Le sous-sol de l’église Saint-Denis s’est transformé les 4 et 5 février pour la quatrième édition du Salon de la marginalité, un événement organisé par Les Filles électriques, un organisme cherchant à donner une voix aux communautés minoritaires. Réunir en un seul endroit les organisations indépendantes, les artistes autonomes et tous ceux dont le dénominateur commun est le non-conformisme peut relever de l’exploit. Pourtant, les artisans de la marge semblaient tous très disposés à afficher et à expliquer, de concert, leur bizarrerie respective. À la question « Qu’est-ce qu’un marginal ? », tous avaient une réponse pertinente, claire, édifiante, sans équivoque : « Je peins avec mon sang », « Je suis artiste autodidacte », « Je suis serveur et drag queen », « Je distribue des seringues aux héroïnomanes ».

Anabel Cossette Civitella | Le Délit

Cette réunion se déroulait en plusieurs actes. Des kiosques d’information, des tables rondes anglophones et francophones sur le thème de la marginalité, des projections audiovisuelles en continu, des ateliers en tout genre et des prestations artistiques hautes en couleur exposaient aux non-initiés les tenants et les aboutissants de groupes qui n’ont pas beaucoup de visibilité, mais qui veulent avoir une voix.

·····

#### Consignes de travail:
Poursuivez l'article sur le Salon de la marginalité à la suite de sa dernière phrase.

·····

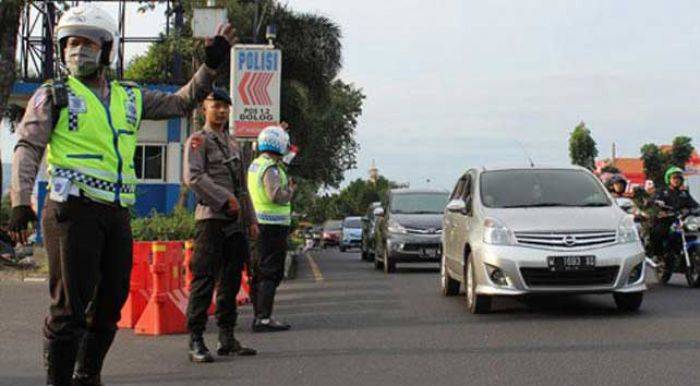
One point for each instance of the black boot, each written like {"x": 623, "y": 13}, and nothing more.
{"x": 59, "y": 360}
{"x": 199, "y": 353}
{"x": 229, "y": 345}
{"x": 269, "y": 325}
{"x": 91, "y": 356}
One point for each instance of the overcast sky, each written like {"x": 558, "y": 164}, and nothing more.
{"x": 462, "y": 83}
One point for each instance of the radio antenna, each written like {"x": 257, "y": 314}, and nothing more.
{"x": 529, "y": 158}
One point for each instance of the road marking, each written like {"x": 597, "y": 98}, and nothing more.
{"x": 314, "y": 268}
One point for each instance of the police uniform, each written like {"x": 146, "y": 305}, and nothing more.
{"x": 271, "y": 195}
{"x": 90, "y": 143}
{"x": 221, "y": 245}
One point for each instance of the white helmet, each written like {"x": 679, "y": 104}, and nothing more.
{"x": 273, "y": 139}
{"x": 90, "y": 22}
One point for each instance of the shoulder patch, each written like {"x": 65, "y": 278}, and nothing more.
{"x": 128, "y": 83}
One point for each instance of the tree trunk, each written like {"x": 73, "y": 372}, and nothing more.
{"x": 10, "y": 12}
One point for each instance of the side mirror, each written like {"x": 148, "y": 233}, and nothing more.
{"x": 457, "y": 206}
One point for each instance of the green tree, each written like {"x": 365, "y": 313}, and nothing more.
{"x": 322, "y": 111}
{"x": 681, "y": 151}
{"x": 582, "y": 147}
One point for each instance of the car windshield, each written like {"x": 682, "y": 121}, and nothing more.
{"x": 418, "y": 203}
{"x": 332, "y": 226}
{"x": 352, "y": 223}
{"x": 528, "y": 188}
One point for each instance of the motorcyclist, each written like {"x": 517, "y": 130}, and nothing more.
{"x": 675, "y": 198}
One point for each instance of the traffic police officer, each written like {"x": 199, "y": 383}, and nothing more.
{"x": 224, "y": 215}
{"x": 271, "y": 191}
{"x": 88, "y": 127}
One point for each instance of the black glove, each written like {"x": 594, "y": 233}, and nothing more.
{"x": 216, "y": 52}
{"x": 20, "y": 218}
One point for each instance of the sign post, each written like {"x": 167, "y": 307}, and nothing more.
{"x": 256, "y": 74}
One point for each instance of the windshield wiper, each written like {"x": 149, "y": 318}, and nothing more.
{"x": 538, "y": 205}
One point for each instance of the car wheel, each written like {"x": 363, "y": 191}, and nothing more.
{"x": 692, "y": 274}
{"x": 628, "y": 302}
{"x": 389, "y": 266}
{"x": 477, "y": 304}
{"x": 448, "y": 285}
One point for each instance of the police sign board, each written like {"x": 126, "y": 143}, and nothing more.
{"x": 256, "y": 73}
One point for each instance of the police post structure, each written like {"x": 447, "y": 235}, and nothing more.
{"x": 255, "y": 87}
{"x": 224, "y": 220}
{"x": 88, "y": 127}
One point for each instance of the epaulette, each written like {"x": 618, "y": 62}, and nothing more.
{"x": 128, "y": 83}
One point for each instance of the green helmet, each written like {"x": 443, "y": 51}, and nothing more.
{"x": 671, "y": 171}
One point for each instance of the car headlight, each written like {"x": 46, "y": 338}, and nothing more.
{"x": 496, "y": 233}
{"x": 627, "y": 231}
{"x": 394, "y": 227}
{"x": 692, "y": 224}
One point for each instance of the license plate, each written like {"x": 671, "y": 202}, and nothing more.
{"x": 431, "y": 252}
{"x": 570, "y": 263}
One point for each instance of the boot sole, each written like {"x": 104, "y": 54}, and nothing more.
{"x": 203, "y": 360}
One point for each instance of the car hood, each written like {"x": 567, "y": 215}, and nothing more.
{"x": 558, "y": 219}
{"x": 419, "y": 221}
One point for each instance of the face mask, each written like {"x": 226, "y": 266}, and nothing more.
{"x": 82, "y": 61}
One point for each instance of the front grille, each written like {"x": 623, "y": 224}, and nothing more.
{"x": 419, "y": 247}
{"x": 543, "y": 277}
{"x": 577, "y": 239}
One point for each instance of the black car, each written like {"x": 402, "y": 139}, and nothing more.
{"x": 410, "y": 229}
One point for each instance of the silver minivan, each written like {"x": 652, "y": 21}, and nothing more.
{"x": 527, "y": 230}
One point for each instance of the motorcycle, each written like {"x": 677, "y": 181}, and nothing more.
{"x": 686, "y": 259}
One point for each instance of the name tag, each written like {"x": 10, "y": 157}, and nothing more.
{"x": 76, "y": 104}
{"x": 60, "y": 189}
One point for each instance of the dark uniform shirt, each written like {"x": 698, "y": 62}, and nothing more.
{"x": 208, "y": 177}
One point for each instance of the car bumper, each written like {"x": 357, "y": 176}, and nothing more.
{"x": 518, "y": 264}
{"x": 414, "y": 248}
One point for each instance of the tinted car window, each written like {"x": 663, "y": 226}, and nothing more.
{"x": 418, "y": 203}
{"x": 541, "y": 188}
{"x": 354, "y": 223}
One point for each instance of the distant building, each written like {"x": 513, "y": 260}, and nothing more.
{"x": 633, "y": 169}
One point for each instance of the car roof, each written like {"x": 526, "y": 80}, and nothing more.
{"x": 409, "y": 191}
{"x": 530, "y": 167}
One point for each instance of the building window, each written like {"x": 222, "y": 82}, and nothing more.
{"x": 149, "y": 162}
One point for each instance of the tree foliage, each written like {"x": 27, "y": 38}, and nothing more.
{"x": 657, "y": 161}
{"x": 353, "y": 200}
{"x": 582, "y": 147}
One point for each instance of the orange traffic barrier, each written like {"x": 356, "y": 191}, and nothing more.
{"x": 139, "y": 286}
{"x": 165, "y": 311}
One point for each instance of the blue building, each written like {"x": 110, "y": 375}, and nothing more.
{"x": 158, "y": 157}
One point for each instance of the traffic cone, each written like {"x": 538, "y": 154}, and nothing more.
{"x": 165, "y": 311}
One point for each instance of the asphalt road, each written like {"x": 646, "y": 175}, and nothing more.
{"x": 353, "y": 325}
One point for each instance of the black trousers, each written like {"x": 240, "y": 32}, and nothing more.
{"x": 268, "y": 267}
{"x": 217, "y": 263}
{"x": 89, "y": 247}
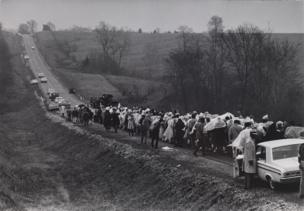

·····

#### Résultat attendu:
Parmi les moments les plus marquants du Salon, la représentation artistique de Disco Salope, un transsexuel dont le genre théâtral reste à déterminer, a provoqué quelques sourires et haussements de sourcils dans la foule. Sur un fond de musique électro, Disco Salope déclinait les tabous de la société en reprenant le vieux dicton « Fontaine, je ne boirai jamais de ton eau » : « Fontaine, je ne baiserai pas avec une truie, je ne marcherai pas sur la ligne jaune, je ne serai jamais végétarien, je ne me sucerai jamais moi-même, je ne serai jamais cannibale…» Autant de tabous et de perversion libérés avaient de quoi secouer.

Des artistes qui vivent de projets et savourent leur indépendance avec les moyens du bord, dont Virgile, un peintre autodidacte aux tendances cubistes : « Je n’aime pas les mouvements de masse, ça me rend malade » confie-t-il au sujet d’une toile qu’il a peinte en réaction à la crise H1N1 l’an dernier.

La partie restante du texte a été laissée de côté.